## Start Extract to read

Develop Reference

Play framework 2.7 with scala going down

I have a play scala application running on play 2.7. this is used as a middleware for our frontend and it has rest end points.
Now I am running two different instances on cloud and using nginx and bound these two servers and load balance it with round robin.
Now I am having a problem that the servers goes down quite often i.e. 3 times a day and interesting thing is both server goes down at same time. When I looked at it says out of memory exception on the both servers. I tried to print javaheapdump for out of memory but getting no dump . I am still analysing the thread dump to figure out what might be the actual cause of my server going down but what pins me is why the two servers are going down at the same time.
Out of thread dump I see there are 7707 thread with sleeping state. here it is
"Connection evictor" #146 daemon prio=5 os_prio=0 cpu=2.33ms elapsed=1822.02s tid=0x00007f8a840c4800 nid=0x194 waiting on condition [0x00007f8a58a5e000]
java.lang.Thread.State: TIMED_WAITING (sleeping)
at java.lang.Thread.sleep(java.base#11/Native Method)
at org.apache.http.impl.client.IdleConnectionEvictor$1.run(IdleConnectionEvictor.java:66)
at java.lang.Thread.run(java.base#11/Thread.java:834)

## End Extract to read

#### Exercises
A: Using the Play framework post, decide whether each statement agrees with it, answering yes or no and quoting the deciding words: (i) the two servers fail at the same moment; (ii) the application runs on Play 2.6; (iii) trying to print a Java heap dump produced a dump.
B: In the Play framework post, begin at the words "Out of thread" and stop after "at java.lang.Thread.sleep(java.base#11/Native Method)". Rewrite that passage with "sleeping" switched to "idle".
The material after the post plays no part here.

## Start Provided data

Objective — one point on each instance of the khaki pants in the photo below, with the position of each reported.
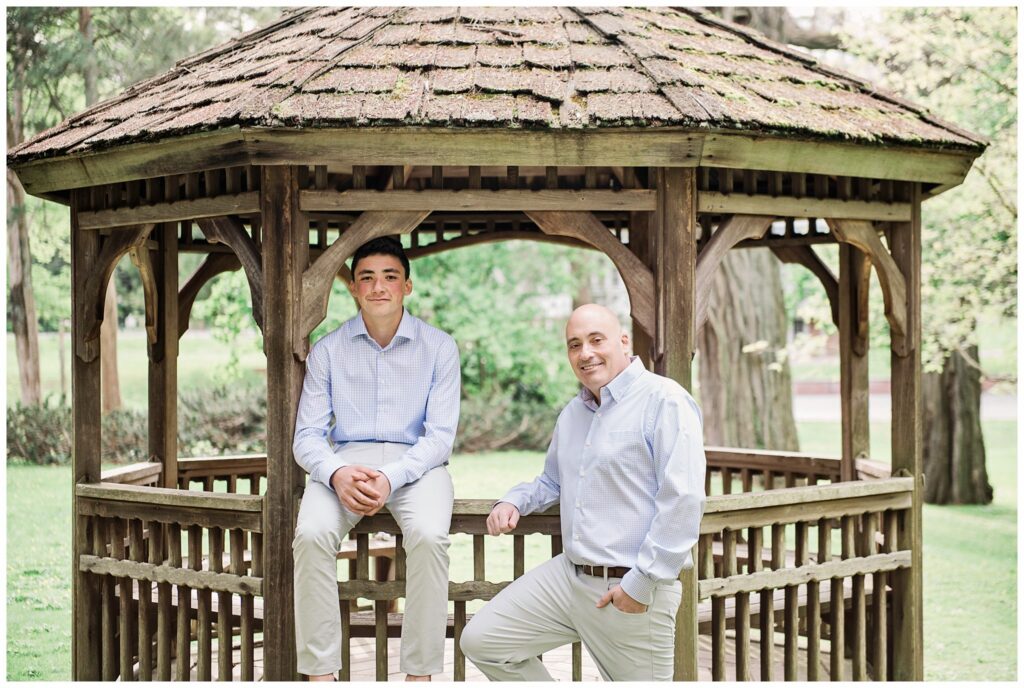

## End Provided data

#### Exercise answers
A:
(i) Yes: "both server goes down at same time"
(ii) No: "running on play 2.7"
(iii) No: "getting no dump"

B:
Out of thread dump I see there are 7707 thread with idle state. here it is
"Connection evictor" #146 daemon prio=5 os_prio=0 cpu=2.33ms elapsed=1822.02s tid=0x00007f8a840c4800 nid=0x194 waiting on condition [0x00007f8a58a5e000]
java.lang.Thread.State: TIMED_WAITING (idle)
at java.lang.Thread.sleep(java.base#11/Native Method)